[Extrait fourni]:
=======

En 2007, des ONG réunies à Brazzaville
ont demandé à l'UA d'« adopter des
instruments juridiquement contraignants pour garantir la
protection des droits des migrants [.], la
protection et l'assistance aux
[déplacés] en Afrique, en se
référant aux principes directeurs [des
Nations Unies] relatifs au déplacement de
personnes à l'intérieur de leur propre pays
».
L'avant-projet actuel est fortement inspiré de
ces principes, dont le contenu est essentiellement
dérivé des règles et normes
internationales existantes. Cependant, il s'agit pour
l'instant d'un droit souple : ce texte n'a aucun
caractère contraignant.

=======

[Données extraites]:
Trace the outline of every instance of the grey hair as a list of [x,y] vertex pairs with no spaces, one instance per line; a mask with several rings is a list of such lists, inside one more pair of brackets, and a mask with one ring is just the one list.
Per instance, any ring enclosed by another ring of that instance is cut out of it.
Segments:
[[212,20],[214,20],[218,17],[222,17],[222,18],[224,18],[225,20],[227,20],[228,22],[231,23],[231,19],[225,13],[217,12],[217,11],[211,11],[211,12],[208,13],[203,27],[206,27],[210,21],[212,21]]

=======

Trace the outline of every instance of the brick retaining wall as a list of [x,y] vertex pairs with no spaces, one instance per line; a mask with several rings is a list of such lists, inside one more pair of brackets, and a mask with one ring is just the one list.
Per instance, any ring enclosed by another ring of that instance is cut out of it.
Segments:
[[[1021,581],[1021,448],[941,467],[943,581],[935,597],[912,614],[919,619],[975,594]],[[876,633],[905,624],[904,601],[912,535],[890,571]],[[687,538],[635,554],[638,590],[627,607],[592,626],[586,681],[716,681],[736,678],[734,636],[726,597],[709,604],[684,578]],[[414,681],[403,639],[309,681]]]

=======

[Consignes]:
1. Recopiez sans modification, dans l'extrait fourni, le passage qui commence par les mots contenant « L'avant-projet actuel est » et s'achève sur « caractère contraignant. ».
2. Répondez à ces questions d'après l'extrait fourni :
(a) En quelle année et dans quelle ville des ONG se sont-elles réunies ?
(b) De quels principes l'avant-projet actuel est-il fortement inspiré ?
(c) Comment l'extrait qualifie-t-il pour l'instant ce droit ?
Cette liste provient d'une source distincte de l'extrait fourni.

[Réponses par tâche]:
1.
L'avant-projet actuel est fortement inspiré de
ces principes, dont le contenu est essentiellement
dérivé des règles et normes
internationales existantes. Cependant, il s'agit pour
l'instant d'un droit souple : ce texte n'a aucun
caractère contraignant.

2.
(a) En 2007, à Brazzaville.
(b) Des principes directeurs des Nations Unies relatifs au déplacement de personnes à l'intérieur de leur propre pays.
(c) C'est un droit souple, sans aucun caractère contraignant.